■ Document text:
Both Brooklyn, NY, and Northwest D.C. are home to emotionally charged, racially tinged fights over neighborhood school boundaries. Urbanists beware: As the “great inversion” continues and our cities gentrify, this is a sign of things to come.
In Brooklyn, the fight is focused on two elementary schools in Park Slope. One of these, P.S. 321, is overcrowded, the result of a baby boom in its increasingly affluent community, as well as of a school-system policy that allows students to stay at the school even after their families move elsewhere in the city. To deal with the crowding, officials plan to shrink its attendance zone, which means redistricting some children into a new school to be opened a few blocks away.

[Stored items from a collection]
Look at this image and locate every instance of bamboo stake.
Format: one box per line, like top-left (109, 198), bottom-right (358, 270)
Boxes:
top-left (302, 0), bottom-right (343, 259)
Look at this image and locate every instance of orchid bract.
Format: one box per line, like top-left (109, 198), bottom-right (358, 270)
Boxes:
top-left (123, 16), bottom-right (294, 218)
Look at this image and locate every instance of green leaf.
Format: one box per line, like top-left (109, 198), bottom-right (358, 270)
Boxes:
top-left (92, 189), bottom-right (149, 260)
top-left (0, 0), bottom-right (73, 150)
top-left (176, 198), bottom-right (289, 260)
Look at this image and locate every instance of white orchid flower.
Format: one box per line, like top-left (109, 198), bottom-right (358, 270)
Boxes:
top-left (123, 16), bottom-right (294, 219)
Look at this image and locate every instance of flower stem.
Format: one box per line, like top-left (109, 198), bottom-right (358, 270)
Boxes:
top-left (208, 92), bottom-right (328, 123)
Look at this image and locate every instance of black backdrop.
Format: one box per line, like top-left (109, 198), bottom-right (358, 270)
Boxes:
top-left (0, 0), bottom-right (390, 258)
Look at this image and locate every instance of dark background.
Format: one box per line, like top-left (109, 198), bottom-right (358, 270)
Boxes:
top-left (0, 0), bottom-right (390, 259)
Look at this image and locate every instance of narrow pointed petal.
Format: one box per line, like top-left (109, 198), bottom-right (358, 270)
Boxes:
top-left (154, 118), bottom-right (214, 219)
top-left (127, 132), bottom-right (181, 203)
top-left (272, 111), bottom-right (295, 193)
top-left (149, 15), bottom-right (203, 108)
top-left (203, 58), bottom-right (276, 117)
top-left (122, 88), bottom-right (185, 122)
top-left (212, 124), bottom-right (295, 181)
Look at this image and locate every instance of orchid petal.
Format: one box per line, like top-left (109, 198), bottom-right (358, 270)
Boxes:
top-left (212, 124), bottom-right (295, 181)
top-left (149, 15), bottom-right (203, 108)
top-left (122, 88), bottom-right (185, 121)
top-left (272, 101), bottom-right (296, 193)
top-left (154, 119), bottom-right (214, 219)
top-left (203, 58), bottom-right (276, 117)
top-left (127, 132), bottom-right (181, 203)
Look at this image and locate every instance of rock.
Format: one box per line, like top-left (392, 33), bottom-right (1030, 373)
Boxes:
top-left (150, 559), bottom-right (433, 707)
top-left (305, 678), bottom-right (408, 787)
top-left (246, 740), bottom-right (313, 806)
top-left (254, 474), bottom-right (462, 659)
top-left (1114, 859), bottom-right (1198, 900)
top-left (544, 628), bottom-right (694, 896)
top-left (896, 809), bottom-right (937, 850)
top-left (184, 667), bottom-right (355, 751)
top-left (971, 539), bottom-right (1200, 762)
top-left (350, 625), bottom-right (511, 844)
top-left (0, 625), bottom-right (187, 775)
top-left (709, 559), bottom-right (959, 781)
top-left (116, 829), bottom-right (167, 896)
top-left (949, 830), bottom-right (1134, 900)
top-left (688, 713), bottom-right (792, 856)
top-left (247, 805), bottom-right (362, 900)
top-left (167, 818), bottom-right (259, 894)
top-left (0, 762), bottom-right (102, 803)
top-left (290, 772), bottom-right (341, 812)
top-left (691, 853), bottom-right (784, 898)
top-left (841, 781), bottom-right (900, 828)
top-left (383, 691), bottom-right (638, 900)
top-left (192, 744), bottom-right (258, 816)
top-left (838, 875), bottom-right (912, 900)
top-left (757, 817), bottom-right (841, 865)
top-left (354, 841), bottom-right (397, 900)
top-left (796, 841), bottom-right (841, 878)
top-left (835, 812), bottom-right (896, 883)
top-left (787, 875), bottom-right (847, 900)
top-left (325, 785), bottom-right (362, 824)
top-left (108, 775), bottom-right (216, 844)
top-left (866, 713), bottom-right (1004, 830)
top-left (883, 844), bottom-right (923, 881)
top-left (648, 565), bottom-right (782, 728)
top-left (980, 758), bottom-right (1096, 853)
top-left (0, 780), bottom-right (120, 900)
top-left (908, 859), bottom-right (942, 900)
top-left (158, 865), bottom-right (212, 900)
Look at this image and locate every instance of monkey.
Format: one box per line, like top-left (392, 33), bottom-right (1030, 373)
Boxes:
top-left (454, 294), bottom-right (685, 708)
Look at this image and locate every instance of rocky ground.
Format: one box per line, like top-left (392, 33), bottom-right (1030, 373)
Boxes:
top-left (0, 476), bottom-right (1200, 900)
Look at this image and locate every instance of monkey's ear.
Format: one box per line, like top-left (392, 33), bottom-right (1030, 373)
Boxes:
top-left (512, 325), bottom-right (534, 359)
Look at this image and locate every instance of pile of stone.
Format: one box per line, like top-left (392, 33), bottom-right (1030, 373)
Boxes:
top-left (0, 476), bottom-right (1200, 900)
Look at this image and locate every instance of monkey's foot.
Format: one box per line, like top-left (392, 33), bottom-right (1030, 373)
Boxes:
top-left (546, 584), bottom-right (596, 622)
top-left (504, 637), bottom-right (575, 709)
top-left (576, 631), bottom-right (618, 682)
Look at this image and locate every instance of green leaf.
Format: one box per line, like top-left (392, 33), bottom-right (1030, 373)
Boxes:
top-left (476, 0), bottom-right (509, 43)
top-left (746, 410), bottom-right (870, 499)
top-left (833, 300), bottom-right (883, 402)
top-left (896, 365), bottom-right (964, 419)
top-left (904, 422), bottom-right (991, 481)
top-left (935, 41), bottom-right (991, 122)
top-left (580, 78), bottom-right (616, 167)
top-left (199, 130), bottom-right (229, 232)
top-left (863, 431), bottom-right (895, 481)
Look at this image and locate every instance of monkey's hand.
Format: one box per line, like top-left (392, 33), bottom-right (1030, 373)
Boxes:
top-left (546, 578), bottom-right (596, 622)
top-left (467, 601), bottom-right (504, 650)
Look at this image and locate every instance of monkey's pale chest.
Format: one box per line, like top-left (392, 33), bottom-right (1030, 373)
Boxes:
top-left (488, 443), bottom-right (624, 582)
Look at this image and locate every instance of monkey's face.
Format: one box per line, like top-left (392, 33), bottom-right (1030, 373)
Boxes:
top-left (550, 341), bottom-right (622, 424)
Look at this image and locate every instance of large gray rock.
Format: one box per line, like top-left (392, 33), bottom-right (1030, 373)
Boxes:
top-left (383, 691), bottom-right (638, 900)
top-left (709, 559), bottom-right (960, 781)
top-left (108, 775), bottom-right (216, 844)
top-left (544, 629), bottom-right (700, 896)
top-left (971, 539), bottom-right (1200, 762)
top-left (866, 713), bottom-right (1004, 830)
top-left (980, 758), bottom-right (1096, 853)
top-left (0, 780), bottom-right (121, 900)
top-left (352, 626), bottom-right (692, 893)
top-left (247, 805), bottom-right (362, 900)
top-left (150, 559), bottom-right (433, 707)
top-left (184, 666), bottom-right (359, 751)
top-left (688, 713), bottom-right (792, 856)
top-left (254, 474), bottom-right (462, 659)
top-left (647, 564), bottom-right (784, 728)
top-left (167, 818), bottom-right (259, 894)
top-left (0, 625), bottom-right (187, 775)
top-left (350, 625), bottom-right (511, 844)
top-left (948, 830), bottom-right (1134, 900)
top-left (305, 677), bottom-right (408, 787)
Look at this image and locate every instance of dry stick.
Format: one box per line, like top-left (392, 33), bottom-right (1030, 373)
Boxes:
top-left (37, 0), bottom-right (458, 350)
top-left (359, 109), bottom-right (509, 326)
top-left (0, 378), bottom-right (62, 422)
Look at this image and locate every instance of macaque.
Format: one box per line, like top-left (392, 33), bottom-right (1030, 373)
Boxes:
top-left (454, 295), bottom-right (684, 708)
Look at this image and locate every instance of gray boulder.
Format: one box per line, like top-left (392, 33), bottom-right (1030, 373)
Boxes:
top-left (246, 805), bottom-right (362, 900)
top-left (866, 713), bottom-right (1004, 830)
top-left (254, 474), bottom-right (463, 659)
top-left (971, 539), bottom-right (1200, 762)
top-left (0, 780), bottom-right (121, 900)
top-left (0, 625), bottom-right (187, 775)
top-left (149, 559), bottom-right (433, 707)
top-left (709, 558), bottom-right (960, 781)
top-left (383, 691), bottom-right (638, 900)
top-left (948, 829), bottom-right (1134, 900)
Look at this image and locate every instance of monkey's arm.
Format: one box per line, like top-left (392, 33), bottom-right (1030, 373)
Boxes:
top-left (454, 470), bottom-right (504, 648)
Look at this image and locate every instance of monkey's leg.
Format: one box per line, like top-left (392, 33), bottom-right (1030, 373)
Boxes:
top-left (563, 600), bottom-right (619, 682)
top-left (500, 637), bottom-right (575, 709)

■ Requirement 1: In the passage on school boundary fights, condense the paragraph beginning "In Brooklyn, the fight is focused" into a short bulleted list that keeps its main facts.
■ Requirement 2:
Answer these questions from the passage on school boundary fights, one line each:
(a) Which two places does the passage name as home to fights over neighborhood school boundaries?
(b) What phrase in quotation marks does the passage use for the trend that is continuing as cities gentrify?
(c) Which elementary school does the passage describe as overcrowded?
■ Requirement 3: Extend the passage on school boundary fights by writing the paragraph that comes next.

■ Final answer 1:
- The Brooklyn fight centers on two elementary schools in Park Slope.
- One of them, P.S. 321, is overcrowded.
- The crowding comes from a baby boom in the increasingly affluent community.
- It also comes from a policy that lets students stay at the school after their families move elsewhere in the city.
- Officials plan to shrink the school's attendance zone.
- Some children would be moved to a new school opening a few blocks away.

■ Final answer 2:
(a) Brooklyn, NY, and Northwest D.C.
(b) "great inversion"
(c) P.S. 321

■ Final answer 3:
That second school stirs anxieties among many middle-class parents because it will be more socioeconomically diverse. As Naomi Schaefer Riley opined in the New York Post,
Aren’t Park Slopers looking for diversity? Writing at Park Slope Patch last year, neighborhood resident Louise Crawford asked parents and leaders “What Matters to Park Slope.” From the president of the Park Slope Civic Council to the head of the advocacy group Park Slope Neighbors, diversity topped nearly everyone’s lists….
Matthew Didner, the acting chair of a group of parents whose kids are now zoned for the new school, tells me that diversity is very important to his neighbors. “One of the things that universally has been bemoaned is that the neighborhood is becoming more homogenous.”
Yet, as I told Ms. Riley, there’s diversity, and then there’s diversity. Many affluent parents like racial diversity because they want their kids to be comfortable in a multiracial society, but they are not excited about socioeconomic diversity because it will start to affect the quality of their children’s education.
A similar dynamic is playing out in the nation’s capital. Wilson High and Alice Deal Middle School, located in D.C.’s tony (and baby-booming) Ward 3, enjoyed massive physical-plant updates recently, with their buildings fully refurbished, expanded, and improved. Now affluent parents west of Rock Creek Park are sending their children to those schools in greater numbers than in decades.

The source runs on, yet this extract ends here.